● **TASK PROMPT**
Output, exactly and with no pictures, the line that contains "Could you please mark the porch" and every line that comes after it in the data below, the last one included.

(Point localization data)

______________________________

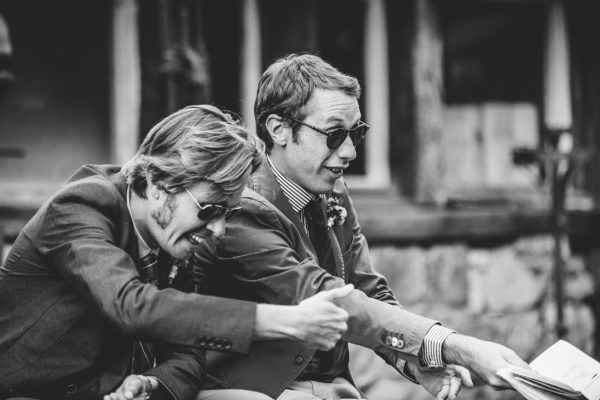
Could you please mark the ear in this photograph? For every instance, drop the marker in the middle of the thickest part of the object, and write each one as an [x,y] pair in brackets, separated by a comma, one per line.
[152,191]
[279,131]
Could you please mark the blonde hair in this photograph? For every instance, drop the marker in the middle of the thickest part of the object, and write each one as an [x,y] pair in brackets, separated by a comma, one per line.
[198,143]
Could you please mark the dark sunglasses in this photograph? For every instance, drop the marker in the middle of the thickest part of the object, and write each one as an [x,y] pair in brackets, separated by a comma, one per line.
[336,136]
[208,212]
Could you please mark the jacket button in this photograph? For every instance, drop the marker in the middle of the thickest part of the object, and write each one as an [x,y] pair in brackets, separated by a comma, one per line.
[71,389]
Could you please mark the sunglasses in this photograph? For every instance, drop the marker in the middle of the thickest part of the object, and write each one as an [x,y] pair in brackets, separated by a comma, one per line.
[209,211]
[336,136]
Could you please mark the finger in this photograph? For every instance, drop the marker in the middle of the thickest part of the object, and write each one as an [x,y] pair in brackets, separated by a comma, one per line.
[335,294]
[443,393]
[464,374]
[513,359]
[454,387]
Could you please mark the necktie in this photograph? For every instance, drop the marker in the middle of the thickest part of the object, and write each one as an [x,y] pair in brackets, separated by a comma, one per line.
[142,358]
[317,231]
[316,220]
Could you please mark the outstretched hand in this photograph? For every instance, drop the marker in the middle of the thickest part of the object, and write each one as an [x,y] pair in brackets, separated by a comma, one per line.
[134,387]
[443,384]
[482,358]
[322,323]
[317,321]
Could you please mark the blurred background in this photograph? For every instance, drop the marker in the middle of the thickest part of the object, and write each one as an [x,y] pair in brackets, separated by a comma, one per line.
[478,185]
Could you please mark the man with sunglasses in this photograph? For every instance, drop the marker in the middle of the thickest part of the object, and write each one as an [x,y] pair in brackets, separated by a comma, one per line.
[298,234]
[94,288]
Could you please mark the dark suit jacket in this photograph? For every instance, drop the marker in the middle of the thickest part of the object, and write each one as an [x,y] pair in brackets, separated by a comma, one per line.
[72,301]
[266,255]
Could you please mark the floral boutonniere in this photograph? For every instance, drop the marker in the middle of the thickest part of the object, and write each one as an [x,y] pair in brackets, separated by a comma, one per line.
[336,213]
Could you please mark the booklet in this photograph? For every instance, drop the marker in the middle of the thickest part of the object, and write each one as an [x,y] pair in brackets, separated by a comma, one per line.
[561,372]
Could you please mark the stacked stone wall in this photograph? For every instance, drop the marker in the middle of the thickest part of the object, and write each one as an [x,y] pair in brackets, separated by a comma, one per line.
[504,294]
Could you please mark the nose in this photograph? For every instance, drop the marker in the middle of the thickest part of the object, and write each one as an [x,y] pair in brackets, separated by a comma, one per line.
[217,226]
[347,151]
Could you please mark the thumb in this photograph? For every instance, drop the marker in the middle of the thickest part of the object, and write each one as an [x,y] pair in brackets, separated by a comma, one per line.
[465,375]
[336,293]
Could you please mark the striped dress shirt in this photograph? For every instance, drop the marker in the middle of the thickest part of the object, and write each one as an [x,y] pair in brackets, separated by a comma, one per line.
[430,355]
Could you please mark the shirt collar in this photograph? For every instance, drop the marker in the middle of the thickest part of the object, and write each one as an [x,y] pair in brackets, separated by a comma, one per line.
[296,195]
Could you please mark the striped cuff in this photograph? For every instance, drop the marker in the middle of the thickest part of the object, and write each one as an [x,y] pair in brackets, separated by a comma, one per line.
[431,351]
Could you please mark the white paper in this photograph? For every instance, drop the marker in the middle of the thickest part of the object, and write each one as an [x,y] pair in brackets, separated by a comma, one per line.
[566,363]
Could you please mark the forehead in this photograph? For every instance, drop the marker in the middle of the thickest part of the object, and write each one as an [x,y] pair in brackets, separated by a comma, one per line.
[332,105]
[205,192]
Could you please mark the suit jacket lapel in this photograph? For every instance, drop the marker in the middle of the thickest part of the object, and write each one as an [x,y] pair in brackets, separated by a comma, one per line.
[263,182]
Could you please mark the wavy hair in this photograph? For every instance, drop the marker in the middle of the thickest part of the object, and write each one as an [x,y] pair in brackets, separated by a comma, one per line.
[288,84]
[198,143]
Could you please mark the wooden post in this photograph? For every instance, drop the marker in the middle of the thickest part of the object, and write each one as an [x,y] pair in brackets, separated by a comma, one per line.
[377,94]
[427,72]
[251,60]
[126,82]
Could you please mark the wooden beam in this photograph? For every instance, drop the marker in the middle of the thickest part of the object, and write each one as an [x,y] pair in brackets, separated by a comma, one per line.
[126,82]
[427,72]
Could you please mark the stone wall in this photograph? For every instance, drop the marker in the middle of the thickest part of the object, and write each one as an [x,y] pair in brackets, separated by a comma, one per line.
[504,294]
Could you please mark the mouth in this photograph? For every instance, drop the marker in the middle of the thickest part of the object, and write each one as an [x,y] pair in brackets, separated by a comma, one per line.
[336,170]
[195,239]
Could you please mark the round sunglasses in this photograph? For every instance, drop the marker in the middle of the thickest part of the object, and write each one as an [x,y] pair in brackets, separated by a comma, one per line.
[210,211]
[336,136]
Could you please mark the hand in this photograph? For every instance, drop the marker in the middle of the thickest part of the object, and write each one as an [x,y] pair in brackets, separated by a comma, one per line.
[482,358]
[316,321]
[443,384]
[134,387]
[322,322]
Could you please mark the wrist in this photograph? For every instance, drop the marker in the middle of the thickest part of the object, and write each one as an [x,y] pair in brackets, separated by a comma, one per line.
[455,348]
[149,383]
[272,322]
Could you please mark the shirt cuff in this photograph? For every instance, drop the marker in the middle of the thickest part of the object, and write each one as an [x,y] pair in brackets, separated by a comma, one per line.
[431,350]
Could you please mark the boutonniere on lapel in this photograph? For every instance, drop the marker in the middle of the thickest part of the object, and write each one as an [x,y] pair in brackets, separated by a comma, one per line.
[336,213]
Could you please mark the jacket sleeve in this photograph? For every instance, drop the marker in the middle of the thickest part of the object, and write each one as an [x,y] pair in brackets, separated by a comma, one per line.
[179,369]
[263,252]
[81,237]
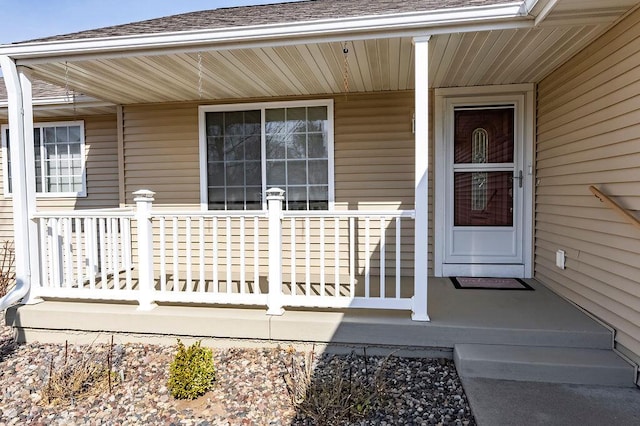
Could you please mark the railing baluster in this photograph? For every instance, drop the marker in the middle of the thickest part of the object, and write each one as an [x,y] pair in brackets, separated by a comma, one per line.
[92,252]
[114,253]
[293,257]
[228,239]
[322,259]
[398,234]
[55,253]
[367,260]
[67,250]
[79,255]
[45,253]
[108,244]
[163,254]
[103,253]
[336,255]
[383,257]
[242,255]
[189,272]
[176,255]
[352,258]
[201,248]
[126,253]
[216,285]
[307,254]
[256,258]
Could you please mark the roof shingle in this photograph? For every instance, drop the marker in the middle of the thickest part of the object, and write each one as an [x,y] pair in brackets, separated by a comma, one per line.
[308,10]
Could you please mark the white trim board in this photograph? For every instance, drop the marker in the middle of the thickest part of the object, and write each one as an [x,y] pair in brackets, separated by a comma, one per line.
[523,96]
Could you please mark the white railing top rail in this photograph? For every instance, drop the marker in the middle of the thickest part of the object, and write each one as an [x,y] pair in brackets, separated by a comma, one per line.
[209,213]
[116,212]
[348,213]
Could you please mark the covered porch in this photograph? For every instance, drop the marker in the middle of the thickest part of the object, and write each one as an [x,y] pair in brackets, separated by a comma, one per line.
[375,257]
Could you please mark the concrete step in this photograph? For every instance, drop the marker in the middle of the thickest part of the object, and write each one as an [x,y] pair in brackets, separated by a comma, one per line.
[543,364]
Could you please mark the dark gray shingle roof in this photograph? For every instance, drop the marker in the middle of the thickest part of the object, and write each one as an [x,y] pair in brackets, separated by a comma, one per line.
[309,10]
[41,89]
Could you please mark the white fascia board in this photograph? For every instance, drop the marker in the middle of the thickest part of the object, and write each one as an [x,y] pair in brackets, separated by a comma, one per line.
[84,101]
[423,22]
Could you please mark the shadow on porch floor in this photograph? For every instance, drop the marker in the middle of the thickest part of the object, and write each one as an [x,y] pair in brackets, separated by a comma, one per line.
[538,318]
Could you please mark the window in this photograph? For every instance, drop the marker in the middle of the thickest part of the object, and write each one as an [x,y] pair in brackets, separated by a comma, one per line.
[247,149]
[59,159]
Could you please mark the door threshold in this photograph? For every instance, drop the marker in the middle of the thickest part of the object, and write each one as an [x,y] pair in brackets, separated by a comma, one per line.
[482,270]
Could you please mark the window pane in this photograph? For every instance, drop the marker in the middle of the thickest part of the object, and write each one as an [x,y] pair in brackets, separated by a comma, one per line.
[297,172]
[317,146]
[235,174]
[275,146]
[215,174]
[62,134]
[233,155]
[296,120]
[318,172]
[74,134]
[317,119]
[275,173]
[296,198]
[297,146]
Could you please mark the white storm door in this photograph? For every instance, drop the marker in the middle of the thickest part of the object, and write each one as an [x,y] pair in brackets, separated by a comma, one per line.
[484,192]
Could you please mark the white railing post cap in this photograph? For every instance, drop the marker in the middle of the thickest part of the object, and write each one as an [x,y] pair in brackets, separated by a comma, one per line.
[143,195]
[275,194]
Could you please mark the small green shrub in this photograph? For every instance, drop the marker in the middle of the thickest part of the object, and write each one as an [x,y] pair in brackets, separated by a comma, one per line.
[192,372]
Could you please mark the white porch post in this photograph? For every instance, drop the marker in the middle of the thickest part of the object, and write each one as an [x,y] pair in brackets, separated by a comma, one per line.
[144,200]
[275,196]
[20,114]
[421,240]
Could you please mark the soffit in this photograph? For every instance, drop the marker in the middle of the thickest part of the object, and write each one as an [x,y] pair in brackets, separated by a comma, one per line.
[521,55]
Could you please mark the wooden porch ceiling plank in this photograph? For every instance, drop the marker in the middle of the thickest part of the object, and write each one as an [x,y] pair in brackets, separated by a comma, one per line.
[214,84]
[447,60]
[359,73]
[253,64]
[253,80]
[515,45]
[323,70]
[533,65]
[406,67]
[161,77]
[393,66]
[280,64]
[129,77]
[90,86]
[587,76]
[176,75]
[315,67]
[475,43]
[334,63]
[533,43]
[375,63]
[300,67]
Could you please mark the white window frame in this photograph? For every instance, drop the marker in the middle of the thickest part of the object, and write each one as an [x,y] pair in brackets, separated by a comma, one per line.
[5,162]
[263,106]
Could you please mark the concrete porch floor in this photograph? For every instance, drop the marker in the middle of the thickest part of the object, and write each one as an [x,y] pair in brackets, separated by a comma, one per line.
[458,316]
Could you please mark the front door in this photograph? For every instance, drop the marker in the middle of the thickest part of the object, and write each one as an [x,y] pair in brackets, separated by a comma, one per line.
[484,193]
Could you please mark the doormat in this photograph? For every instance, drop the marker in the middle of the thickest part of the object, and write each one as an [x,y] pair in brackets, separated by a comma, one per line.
[473,283]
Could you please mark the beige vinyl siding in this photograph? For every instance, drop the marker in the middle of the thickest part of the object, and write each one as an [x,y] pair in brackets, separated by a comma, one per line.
[101,151]
[588,134]
[373,155]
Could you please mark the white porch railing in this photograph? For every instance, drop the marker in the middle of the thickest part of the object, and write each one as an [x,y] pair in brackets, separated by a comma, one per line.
[273,258]
[86,254]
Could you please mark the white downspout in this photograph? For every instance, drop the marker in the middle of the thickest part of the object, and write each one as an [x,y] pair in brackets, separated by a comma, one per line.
[20,112]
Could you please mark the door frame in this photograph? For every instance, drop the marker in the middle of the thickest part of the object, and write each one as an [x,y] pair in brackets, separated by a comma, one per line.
[523,97]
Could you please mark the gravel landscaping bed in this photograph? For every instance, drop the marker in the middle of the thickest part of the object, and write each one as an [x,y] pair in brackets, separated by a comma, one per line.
[250,388]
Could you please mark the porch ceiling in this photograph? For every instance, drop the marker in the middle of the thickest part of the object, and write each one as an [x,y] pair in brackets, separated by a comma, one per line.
[381,63]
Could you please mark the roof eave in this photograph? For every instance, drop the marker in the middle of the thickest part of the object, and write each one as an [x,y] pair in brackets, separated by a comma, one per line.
[509,15]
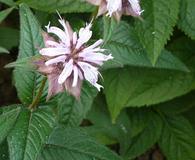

______________________________

● **ANSWER TO THIS EXERCISE**
Could you please mark the porch ceiling in this photograph? For every instance, drop the marker in the middle of the thickest part of the object, and write each one as an [x,y] pair in brackets, separated by a comma, one per line.
[381,63]
Could you please mark the roof eave in this photograph? For every instance, drop the marker in the middle of the thickest part of the object, and write each one as an [x,y] pair in brackets, separated by a comma, one per line.
[509,15]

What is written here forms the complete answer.